However, the worst affected may prove to be those who lost nothing in the way of homes or relatives. They may have no running water, no money, no employment. But when compensation is finally awarded, they will be entitled to nothing.

The large hill-top home of Chieko Miura, 62, just north of Minamisanriku, became a shelter for 30 locals.

'Eventually we managed to get rice balls from the government, but there was nothing for my family because we were not “victims”,' Mrs Miura, who still looks after 12 evacuees, recalls.


'This government can be very cold-hearted. Do they want us to abandon the people we are helping?'

Tears are streaming down her face as she says this, and she apologises. Survivors have been eating little more than biscuits and dried food.

'Should we take the home with no food or stay in the shelter and eat?' says Mrs Miaki, 46, a sea-urchin fisherman, at Yariki Bay, north of Sendai.



Uncomfortable: Tatekoshi Elementary School in Natori, Sendai, Japan - one of hundreds of shelters where people who lost homes in the tsunami are living

According to Kei Watabe, who distributes food, people are not starving, 'but they are not getting enough food from the government. Japan is not the Third World. This is not Africa. The Japanese government are the first to send aid overseas, but when it comes to their own people they are blind.'

If these tsunami victims have been deprived of food, the rest of Japan has been starved of information. The Japanese are now struggling to comprehend how their government could mislead them about the nuclear meltdown that followed the tsunami.

When the Fukushima nuclear plant exploded on March 12, and again two days later, Tokyo Electric Power Company (TEPCO), the plant's operator, the government and the media, reassured the nation, and the world, that everything was under control.

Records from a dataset

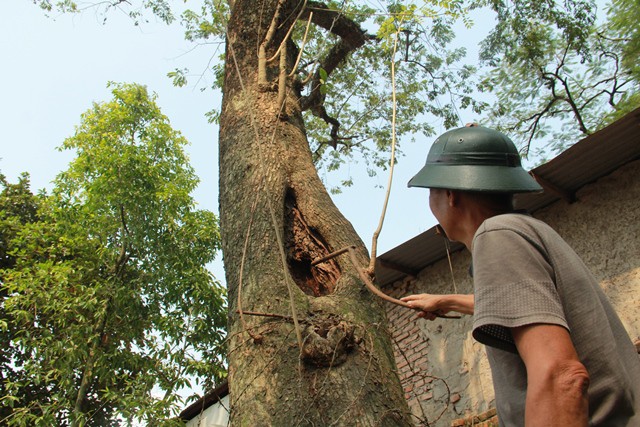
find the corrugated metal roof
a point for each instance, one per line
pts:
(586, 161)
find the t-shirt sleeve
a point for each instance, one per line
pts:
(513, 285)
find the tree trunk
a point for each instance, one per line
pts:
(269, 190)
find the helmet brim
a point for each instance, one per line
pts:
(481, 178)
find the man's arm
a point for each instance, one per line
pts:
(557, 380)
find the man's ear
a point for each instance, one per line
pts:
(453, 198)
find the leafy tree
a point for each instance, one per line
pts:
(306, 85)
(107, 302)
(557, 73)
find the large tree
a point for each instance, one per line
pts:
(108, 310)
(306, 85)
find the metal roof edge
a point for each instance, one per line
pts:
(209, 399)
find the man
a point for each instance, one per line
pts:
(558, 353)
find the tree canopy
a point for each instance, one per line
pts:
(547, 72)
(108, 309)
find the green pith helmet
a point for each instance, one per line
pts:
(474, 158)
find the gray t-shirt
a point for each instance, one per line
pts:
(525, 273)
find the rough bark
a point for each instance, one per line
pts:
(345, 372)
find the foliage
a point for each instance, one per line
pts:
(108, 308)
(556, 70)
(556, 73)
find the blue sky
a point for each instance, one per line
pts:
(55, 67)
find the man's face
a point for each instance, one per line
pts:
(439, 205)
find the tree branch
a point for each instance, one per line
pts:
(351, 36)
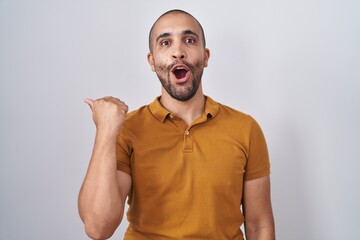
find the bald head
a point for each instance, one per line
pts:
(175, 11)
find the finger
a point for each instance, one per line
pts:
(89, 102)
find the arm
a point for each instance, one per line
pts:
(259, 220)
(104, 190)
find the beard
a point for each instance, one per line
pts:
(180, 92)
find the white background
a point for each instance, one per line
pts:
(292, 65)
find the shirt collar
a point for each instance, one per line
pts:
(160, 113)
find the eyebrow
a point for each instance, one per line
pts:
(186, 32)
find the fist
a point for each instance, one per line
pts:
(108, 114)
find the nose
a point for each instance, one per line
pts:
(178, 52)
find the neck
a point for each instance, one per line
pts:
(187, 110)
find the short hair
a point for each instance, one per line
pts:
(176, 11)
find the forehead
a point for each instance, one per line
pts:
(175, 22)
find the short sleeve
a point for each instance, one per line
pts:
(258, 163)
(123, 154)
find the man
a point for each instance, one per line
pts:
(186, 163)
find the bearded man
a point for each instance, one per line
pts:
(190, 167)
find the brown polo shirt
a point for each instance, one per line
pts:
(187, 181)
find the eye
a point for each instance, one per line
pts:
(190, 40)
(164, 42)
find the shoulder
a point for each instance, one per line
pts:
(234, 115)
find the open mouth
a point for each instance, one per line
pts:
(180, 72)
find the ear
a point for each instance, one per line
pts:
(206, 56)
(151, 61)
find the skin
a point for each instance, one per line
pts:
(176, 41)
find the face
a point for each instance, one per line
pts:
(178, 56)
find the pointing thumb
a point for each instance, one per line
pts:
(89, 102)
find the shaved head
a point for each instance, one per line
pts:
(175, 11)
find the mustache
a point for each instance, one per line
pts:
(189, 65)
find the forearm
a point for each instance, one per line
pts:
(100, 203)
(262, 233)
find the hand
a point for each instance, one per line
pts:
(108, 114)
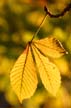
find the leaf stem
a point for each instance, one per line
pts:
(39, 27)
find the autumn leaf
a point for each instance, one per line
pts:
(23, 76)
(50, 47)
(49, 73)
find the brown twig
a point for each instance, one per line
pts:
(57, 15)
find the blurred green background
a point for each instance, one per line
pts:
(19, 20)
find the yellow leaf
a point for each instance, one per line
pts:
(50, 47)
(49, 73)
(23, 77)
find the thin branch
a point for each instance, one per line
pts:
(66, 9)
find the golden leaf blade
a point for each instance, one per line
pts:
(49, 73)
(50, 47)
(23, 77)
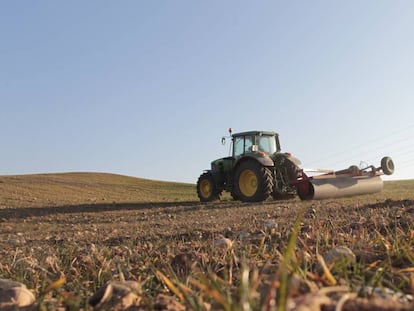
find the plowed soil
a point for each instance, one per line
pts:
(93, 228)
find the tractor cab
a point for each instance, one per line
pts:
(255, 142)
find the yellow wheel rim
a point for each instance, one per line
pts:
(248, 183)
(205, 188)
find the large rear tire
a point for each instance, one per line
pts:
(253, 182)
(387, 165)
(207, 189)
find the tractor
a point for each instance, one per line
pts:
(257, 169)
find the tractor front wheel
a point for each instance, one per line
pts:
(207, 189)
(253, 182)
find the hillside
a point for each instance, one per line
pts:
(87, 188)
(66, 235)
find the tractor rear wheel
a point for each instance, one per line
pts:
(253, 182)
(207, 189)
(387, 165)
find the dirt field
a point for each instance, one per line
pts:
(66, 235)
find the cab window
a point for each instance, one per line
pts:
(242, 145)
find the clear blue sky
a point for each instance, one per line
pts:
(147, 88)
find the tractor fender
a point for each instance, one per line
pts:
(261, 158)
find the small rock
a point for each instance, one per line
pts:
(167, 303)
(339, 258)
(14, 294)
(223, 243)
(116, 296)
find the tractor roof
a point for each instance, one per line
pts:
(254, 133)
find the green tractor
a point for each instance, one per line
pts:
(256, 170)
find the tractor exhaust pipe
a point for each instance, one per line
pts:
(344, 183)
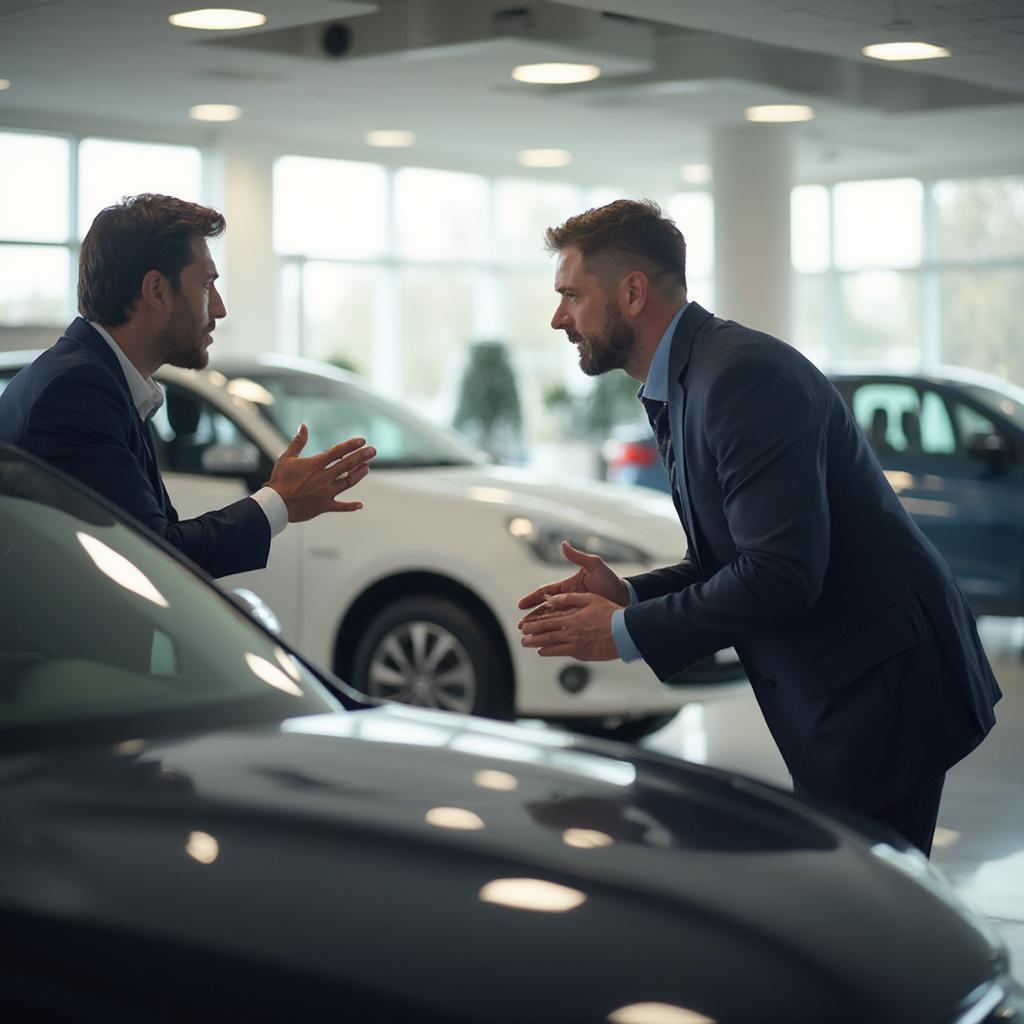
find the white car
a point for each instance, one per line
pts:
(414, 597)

Problem
Copy out the article excerpt about Japan's tsunami survivors word for word, from its first sentence to its last. This material is separate from the article excerpt about Japan's tsunami survivors.

Written response
However, the worst affected may prove to be those who lost nothing in the way of homes or relatives. They may have no running water, no money, no employment. But when compensation is finally awarded, they will be entitled to nothing.

The large hill-top home of Chieko Miura, 62, just north of Minamisanriku, became a shelter for 30 locals.

'Eventually we managed to get rice balls from the government, but there was nothing for my family because we were not “victims”,' Mrs Miura, who still looks after 12 evacuees, recalls.


'This government can be very cold-hearted. Do they want us to abandon the people we are helping?'

Tears are streaming down her face as she says this, and she apologises. Survivors have been eating little more than biscuits and dried food.

'Should we take the home with no food or stay in the shelter and eat?' says Mrs Miaki, 46, a sea-urchin fisherman, at Yariki Bay, north of Sendai.



Uncomfortable: Tatekoshi Elementary School in Natori, Sendai, Japan - one of hundreds of shelters where people who lost homes in the tsunami are living

According to Kei Watabe, who distributes food, people are not starving, 'but they are not getting enough food from the government. Japan is not the Third World. This is not Africa. The Japanese government are the first to send aid overseas, but when it comes to their own people they are blind.'

If these tsunami victims have been deprived of food, the rest of Japan has been starved of information. The Japanese are now struggling to comprehend how their government could mislead them about the nuclear meltdown that followed the tsunami.

When the Fukushima nuclear plant exploded on March 12, and again two days later, Tokyo Electric Power Company (TEPCO), the plant's operator, the government and the media, reassured the nation, and the world, that everything was under control.